= Stored data =
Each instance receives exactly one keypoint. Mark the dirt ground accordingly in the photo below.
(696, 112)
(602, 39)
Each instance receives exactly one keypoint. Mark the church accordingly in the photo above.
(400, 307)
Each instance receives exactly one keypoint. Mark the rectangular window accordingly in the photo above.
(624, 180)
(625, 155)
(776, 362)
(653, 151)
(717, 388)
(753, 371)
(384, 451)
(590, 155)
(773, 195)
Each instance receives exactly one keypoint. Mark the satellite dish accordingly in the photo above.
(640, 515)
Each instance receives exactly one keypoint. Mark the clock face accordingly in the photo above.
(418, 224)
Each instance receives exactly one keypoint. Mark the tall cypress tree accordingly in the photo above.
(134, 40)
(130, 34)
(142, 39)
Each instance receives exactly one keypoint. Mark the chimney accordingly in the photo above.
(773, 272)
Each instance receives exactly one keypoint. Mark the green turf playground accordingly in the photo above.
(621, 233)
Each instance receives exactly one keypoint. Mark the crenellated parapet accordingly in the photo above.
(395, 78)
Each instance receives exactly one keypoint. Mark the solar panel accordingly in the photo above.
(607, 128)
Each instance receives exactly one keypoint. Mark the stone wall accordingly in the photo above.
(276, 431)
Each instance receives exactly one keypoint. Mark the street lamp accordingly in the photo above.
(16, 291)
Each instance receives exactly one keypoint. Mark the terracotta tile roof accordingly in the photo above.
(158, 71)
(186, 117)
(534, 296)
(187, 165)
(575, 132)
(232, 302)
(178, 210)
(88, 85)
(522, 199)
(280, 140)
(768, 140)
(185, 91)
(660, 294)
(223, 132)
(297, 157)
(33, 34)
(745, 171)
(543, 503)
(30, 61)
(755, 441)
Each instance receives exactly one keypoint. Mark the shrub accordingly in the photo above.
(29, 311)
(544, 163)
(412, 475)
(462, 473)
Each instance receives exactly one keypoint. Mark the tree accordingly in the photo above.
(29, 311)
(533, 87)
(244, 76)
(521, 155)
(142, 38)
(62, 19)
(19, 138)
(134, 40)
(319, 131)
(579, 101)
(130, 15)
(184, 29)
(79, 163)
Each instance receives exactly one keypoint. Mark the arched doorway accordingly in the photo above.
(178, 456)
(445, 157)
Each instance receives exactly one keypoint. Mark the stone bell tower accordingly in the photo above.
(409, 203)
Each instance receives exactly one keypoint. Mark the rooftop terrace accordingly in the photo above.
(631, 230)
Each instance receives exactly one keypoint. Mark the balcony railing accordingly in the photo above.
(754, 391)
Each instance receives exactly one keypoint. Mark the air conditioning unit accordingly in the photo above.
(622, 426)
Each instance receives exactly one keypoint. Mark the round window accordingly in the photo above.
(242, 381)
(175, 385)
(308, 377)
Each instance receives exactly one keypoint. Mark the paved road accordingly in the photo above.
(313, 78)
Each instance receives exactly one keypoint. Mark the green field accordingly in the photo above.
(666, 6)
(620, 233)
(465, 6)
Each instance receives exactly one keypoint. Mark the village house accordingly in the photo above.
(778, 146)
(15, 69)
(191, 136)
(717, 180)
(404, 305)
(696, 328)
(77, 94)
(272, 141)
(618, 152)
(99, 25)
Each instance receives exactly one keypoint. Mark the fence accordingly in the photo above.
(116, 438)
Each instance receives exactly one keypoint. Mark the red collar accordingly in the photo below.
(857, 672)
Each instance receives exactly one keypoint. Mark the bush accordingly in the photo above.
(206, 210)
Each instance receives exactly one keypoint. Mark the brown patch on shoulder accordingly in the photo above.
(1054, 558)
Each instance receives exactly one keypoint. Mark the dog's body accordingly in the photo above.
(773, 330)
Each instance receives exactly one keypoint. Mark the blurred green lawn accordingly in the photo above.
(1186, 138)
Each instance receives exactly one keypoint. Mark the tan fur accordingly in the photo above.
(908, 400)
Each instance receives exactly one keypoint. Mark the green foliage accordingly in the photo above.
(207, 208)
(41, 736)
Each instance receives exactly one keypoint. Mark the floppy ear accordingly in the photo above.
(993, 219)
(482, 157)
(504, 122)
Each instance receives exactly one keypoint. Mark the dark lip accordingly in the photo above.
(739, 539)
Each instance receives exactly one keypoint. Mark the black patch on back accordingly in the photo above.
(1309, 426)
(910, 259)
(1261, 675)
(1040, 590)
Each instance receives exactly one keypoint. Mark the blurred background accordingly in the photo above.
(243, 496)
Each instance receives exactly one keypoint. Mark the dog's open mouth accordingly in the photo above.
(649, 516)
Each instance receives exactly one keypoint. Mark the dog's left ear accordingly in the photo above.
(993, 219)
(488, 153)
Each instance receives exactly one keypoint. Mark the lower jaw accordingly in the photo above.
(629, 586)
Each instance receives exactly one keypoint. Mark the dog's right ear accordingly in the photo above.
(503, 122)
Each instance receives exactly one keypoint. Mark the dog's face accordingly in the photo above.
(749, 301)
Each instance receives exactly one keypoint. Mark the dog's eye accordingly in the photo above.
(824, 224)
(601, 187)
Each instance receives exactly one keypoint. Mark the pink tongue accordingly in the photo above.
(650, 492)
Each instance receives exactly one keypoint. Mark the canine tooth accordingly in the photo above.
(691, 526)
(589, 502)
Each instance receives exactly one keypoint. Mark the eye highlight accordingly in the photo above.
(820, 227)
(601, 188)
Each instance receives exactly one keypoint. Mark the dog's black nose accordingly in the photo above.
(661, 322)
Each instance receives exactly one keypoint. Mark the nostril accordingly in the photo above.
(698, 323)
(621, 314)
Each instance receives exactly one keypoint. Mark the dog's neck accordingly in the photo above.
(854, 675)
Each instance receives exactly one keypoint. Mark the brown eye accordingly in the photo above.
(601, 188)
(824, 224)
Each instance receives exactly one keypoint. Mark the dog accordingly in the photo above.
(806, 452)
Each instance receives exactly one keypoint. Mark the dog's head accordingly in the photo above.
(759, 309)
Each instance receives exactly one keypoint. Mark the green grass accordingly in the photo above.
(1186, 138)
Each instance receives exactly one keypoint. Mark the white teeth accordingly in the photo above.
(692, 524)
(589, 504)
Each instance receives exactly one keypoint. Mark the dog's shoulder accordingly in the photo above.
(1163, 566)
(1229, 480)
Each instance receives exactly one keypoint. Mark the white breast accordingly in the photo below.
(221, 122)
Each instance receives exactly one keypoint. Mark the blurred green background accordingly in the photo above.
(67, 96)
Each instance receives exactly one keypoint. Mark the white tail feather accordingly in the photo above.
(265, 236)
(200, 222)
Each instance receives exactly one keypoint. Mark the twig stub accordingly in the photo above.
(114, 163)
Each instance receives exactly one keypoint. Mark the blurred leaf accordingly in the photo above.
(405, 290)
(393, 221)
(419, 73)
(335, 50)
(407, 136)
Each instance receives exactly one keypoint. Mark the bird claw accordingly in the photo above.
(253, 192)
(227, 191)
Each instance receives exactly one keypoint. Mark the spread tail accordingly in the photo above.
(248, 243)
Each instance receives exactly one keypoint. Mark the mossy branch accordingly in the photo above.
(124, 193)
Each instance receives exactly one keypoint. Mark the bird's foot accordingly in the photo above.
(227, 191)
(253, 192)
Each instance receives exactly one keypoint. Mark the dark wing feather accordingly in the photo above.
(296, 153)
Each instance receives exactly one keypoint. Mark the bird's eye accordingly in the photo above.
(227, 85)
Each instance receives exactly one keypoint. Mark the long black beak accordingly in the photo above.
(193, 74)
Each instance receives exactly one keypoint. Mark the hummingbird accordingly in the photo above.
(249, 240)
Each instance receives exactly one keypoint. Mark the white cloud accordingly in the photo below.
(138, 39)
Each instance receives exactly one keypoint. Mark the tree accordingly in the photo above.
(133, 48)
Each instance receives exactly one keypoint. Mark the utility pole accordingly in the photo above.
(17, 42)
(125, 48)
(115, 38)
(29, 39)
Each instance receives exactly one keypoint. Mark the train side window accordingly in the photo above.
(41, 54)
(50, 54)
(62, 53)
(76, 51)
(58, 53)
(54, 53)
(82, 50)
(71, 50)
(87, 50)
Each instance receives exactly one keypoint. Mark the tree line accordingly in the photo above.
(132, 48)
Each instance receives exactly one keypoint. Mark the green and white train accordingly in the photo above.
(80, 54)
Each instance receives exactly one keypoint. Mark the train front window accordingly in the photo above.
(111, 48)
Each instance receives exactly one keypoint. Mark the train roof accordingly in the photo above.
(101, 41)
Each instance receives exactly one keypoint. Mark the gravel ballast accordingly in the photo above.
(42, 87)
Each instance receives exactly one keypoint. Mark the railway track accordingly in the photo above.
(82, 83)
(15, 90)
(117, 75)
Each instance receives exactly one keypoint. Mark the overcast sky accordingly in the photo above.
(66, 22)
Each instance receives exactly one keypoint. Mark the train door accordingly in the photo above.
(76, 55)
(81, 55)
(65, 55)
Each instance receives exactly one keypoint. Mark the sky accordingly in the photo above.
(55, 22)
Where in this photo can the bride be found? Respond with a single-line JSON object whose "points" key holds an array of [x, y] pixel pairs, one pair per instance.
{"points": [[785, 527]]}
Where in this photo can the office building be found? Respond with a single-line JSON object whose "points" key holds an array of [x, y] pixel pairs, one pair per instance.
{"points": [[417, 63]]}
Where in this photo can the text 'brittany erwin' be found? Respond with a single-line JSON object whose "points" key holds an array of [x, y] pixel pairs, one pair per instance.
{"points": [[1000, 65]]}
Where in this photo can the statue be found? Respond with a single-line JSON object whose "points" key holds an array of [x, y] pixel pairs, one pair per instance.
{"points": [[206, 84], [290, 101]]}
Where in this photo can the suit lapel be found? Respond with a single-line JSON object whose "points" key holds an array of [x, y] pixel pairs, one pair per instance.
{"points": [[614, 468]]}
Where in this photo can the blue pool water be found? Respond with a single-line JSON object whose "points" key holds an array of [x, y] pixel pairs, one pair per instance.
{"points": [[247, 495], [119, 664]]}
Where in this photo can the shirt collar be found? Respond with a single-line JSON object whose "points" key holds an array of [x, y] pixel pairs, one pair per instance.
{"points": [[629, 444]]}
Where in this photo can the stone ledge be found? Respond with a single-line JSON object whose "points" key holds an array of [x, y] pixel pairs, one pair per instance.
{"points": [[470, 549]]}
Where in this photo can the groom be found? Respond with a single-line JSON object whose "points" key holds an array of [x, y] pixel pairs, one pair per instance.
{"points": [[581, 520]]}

= Problem statement =
Verbatim reproduction is required for the line holding "Where in this photo can the stone" and for every line after it in the records, with no other line included.

= Response box =
Where in this photo can the stone ledge be found? Respond with a single-line JSON object whose "points" key holds an array of [x, y] pixel pairs, one pair per instance.
{"points": [[470, 549]]}
Where in this photo can the groom be found? Respond with a single-line JSON object whose "points" key holds an array of [x, y] pixel pairs, one pair per instance.
{"points": [[581, 520]]}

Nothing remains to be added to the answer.